Could you output each line of the data that follows exactly?

DATA FOR PROCESSING:
***

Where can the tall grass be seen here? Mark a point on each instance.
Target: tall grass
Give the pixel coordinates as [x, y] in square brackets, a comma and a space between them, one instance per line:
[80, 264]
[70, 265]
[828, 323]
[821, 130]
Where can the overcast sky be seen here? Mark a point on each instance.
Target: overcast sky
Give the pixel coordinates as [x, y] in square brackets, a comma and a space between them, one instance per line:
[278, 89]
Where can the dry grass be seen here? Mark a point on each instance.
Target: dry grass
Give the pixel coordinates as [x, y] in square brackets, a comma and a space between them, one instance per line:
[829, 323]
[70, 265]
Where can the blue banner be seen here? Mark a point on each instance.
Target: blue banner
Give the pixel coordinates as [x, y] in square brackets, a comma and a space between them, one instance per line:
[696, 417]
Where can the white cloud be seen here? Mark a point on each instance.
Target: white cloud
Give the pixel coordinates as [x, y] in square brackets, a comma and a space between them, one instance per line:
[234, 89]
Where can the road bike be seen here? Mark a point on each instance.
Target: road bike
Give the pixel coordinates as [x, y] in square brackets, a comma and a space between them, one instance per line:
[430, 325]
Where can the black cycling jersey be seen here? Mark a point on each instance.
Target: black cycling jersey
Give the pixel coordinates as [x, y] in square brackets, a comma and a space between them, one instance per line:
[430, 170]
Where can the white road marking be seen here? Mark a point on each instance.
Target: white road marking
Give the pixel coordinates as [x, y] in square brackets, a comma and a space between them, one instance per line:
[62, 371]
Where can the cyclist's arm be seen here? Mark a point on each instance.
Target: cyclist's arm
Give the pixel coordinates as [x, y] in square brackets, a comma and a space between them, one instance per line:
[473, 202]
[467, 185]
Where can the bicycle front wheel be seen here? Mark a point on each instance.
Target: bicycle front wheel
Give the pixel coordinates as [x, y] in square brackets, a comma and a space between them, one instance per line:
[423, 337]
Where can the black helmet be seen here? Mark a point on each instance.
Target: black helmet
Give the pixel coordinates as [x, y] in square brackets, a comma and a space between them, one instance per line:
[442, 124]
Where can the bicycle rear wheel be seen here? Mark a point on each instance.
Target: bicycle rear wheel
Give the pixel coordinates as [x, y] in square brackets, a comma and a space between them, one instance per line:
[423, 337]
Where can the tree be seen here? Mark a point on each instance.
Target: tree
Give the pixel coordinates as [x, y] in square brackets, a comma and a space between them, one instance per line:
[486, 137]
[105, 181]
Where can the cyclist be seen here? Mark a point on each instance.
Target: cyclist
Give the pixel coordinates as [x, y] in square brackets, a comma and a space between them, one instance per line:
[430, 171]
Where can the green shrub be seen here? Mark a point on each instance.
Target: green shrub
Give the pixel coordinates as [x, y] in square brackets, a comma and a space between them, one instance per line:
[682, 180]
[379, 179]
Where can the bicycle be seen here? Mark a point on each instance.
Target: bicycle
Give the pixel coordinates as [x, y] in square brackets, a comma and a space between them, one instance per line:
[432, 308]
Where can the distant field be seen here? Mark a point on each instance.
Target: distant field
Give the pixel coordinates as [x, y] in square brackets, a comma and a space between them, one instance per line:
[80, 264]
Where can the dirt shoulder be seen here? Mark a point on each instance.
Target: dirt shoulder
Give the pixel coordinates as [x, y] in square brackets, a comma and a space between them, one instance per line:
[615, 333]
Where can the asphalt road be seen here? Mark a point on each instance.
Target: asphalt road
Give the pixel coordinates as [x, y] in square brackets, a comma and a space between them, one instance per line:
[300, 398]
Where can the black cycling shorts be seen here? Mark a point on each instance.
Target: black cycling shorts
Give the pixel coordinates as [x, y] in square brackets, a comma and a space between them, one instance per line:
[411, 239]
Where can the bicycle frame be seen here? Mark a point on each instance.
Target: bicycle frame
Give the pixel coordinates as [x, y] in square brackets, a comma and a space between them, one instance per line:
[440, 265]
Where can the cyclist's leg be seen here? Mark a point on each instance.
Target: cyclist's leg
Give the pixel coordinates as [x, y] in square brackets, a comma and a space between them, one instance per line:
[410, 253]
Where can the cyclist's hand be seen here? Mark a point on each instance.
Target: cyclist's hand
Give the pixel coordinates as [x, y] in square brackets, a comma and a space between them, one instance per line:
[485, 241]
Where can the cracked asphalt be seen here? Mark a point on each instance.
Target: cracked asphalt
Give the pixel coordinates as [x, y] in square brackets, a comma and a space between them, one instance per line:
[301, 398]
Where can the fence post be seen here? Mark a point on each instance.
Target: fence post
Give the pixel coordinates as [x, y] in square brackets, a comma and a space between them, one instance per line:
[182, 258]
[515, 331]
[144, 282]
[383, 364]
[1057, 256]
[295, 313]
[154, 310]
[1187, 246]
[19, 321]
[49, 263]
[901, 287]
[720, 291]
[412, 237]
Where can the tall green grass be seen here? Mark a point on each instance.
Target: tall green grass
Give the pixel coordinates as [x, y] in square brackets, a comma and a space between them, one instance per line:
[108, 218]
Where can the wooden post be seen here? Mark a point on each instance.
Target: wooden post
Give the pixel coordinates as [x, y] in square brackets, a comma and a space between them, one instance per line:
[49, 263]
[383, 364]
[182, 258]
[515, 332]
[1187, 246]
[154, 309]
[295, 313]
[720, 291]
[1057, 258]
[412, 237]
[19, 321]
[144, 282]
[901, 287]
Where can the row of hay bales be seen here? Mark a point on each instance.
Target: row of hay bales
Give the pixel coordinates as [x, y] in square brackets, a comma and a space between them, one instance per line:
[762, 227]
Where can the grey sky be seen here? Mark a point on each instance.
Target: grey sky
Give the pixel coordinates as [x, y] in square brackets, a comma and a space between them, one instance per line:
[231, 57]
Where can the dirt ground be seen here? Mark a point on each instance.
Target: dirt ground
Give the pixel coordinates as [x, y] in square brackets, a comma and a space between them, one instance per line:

***

TASK RESPONSE:
Where can the tall grass be seen here? Mark a point on each instance.
Target: tall grass
Give the pixel coordinates as [x, y] in square brackets, a comma and a space between them, one instance per line:
[80, 264]
[70, 265]
[828, 323]
[821, 130]
Where can the overcast sky be seen here? Mark a point on each instance.
Target: overcast sky
Give the pixel coordinates as [x, y] in square brackets, a comma and a space between them, one instance per line:
[278, 89]
Where can the dry grass be seen here? Mark a point on each instance.
Target: dry grass
Give the pixel coordinates as [x, y] in square brackets, a comma and a space between them, one instance per line:
[829, 323]
[70, 265]
Where can the blue banner be seen here? Mark a point on each instance.
Target: blue banner
Give the pixel coordinates as [x, y] in square brackets, a comma and a space between them, one instance per line:
[696, 417]
Where can the white cloud be seen here? Mark a point on each instance.
Target: white cloud
Give the pixel coordinates as [x, y] in square brackets, a comma and a space between them, one instance per line:
[234, 89]
Where can the road bike be seen here? Mark a point on each instance.
Target: road bike
Give the pixel coordinates as [x, y] in square brackets, a comma and a space between them, one instance per line:
[430, 325]
Where can the black cycling jersey be seen here? Mark a point on each instance.
Target: black cycling jersey
Give the pixel coordinates as [x, y] in square brackets, a comma and a space between them, one instance per line:
[430, 170]
Where can the white road marking be seen here? Mark a point on each instance.
Target: white road marking
Give the pixel coordinates as [x, y] in square brackets, a comma and a space between them, one instance per line:
[62, 371]
Where can the cyclist's arm be seen here? Mark a point on each instance.
Target: cyclist's arm
Give the pixel coordinates as [x, y] in square brackets, a comma and a space between them, one instance per line:
[473, 202]
[467, 185]
Where can the bicycle front wheel be seen here? Mark a point on each instance.
Target: bicycle front wheel
Give the pixel coordinates as [x, y] in square brackets, a comma and a space between them, one instance per line:
[423, 337]
Where can the black helmet be seen here? Mark a point on each instance.
Target: black helmet
Give the pixel coordinates as [x, y] in square brackets, a comma and a space between them, one instance per line:
[442, 124]
Where can the bicycle rear wheel be seen here? Mark a point on each instance.
Target: bicycle rear wheel
Give the pixel coordinates as [x, y] in square brackets, a comma and a space between them, one instance per line:
[423, 337]
Where can the tree be seen here? Mark a point on each instance.
Target: tree
Give the pixel coordinates as [x, y] in square brackets, a comma and a space between them, one instance per line:
[486, 137]
[105, 181]
Where can the cyclist be seen here? Mark a point on each instance.
Target: cyclist
Give the pixel coordinates as [x, y] in square brackets, a comma and a space between them, one instance per line:
[430, 171]
Where can the green shrub be seen here? Mark a point on each instance.
Target: green shrub
Give the pixel coordinates as [x, y] in square brackets, a comma and a space between them, one instance per line:
[682, 180]
[379, 179]
Where can the bicycle be seen here? Mark a point on each instance.
Target: bicycle
Give the pixel coordinates as [x, y] in square brackets, a comma and a space between them, one instance per line:
[432, 308]
Where can the distant field be seen here? Mark a point on each instance.
Target: distant field
Give the pixel coordinates as [x, y] in square brackets, a comma and a space between them, one instance per line:
[80, 264]
Where can the dirt shoulder be seen here? Mark a point on each instance.
Target: dirt shoulder
Give the pixel coordinates as [x, y] in square brackets, a comma and a space between them, one instance per line:
[615, 333]
Where can the asphalt road be seen here? Mark a point on each instance.
Target: asphalt road
Give the pixel coordinates as [x, y] in square brackets, a comma and a space between them, one instance per line:
[300, 398]
Where can the black cycling shorts be seen here? Mark a point on each instance.
Target: black cycling shorts
Give the pixel coordinates as [x, y] in square brackets, a comma and a space between them, one instance per line:
[411, 239]
Where can the bicycle frame be seen here? Mark a point on each instance.
Target: bicycle frame
Give the pixel coordinates as [x, y] in square brackets, a comma and a space between them, one instance per line:
[440, 265]
Where can the cyclist's leg be seen here? Mark a point on each instance.
Target: cyclist's leg
Give the pixel coordinates as [x, y] in square brackets, a comma and a space between them, one instance per line:
[410, 253]
Where can the cyclist's hand be seen here? Mark a point on each instance.
Target: cyclist's hand
Give the pixel coordinates as [x, y] in square brackets, a comma and a space between them, one instance per line:
[485, 241]
Where can the cracked asphalt be seen here? Mark a point on each instance.
Target: cracked asphalt
Give the pixel coordinates as [x, y] in square brackets, a comma and a space between them, one instance per line:
[301, 398]
Where can the fence post be seen here? Mark a point on each instance.
Target: fence post
Give the pixel coordinates as [x, y] in square brackets, a comma and a space between them, one instance per line:
[182, 258]
[515, 331]
[144, 282]
[383, 364]
[1057, 256]
[295, 313]
[154, 310]
[1187, 246]
[19, 321]
[49, 263]
[901, 287]
[720, 291]
[412, 237]
Where can the tall green grass be seen here? Mark a point on each instance.
Target: tall green grass
Give the pixel coordinates as [x, y] in square brackets, a comma and a space between them, one instance per line:
[108, 218]
Where can the wooden post be seen here? Mark a point on each instance.
Target: wooden post
Give the pixel coordinates as [x, y] in square brackets, a comma and a space between them, one instance per line:
[49, 263]
[383, 364]
[182, 258]
[515, 332]
[1187, 246]
[154, 309]
[295, 313]
[720, 291]
[1057, 258]
[412, 237]
[19, 321]
[144, 282]
[901, 287]
Where can the row of hay bales be seen here? Mark a point on each instance.
Target: row of hay bales
Give the pixel coordinates as [x, y] in square brackets, a comma and a space between them, one instance per line:
[762, 227]
Where can the grey sky be seen here? Mark a point on each instance.
Target: grey sky
Give the pixel coordinates as [x, y] in square brackets, a comma and a space between them, one instance per line:
[231, 57]
Where can the dirt ground be seen here? Mark a point on each instance.
Target: dirt ground
Give the pixel coordinates as [x, y] in square brackets, a comma and a space between them, one instance per line:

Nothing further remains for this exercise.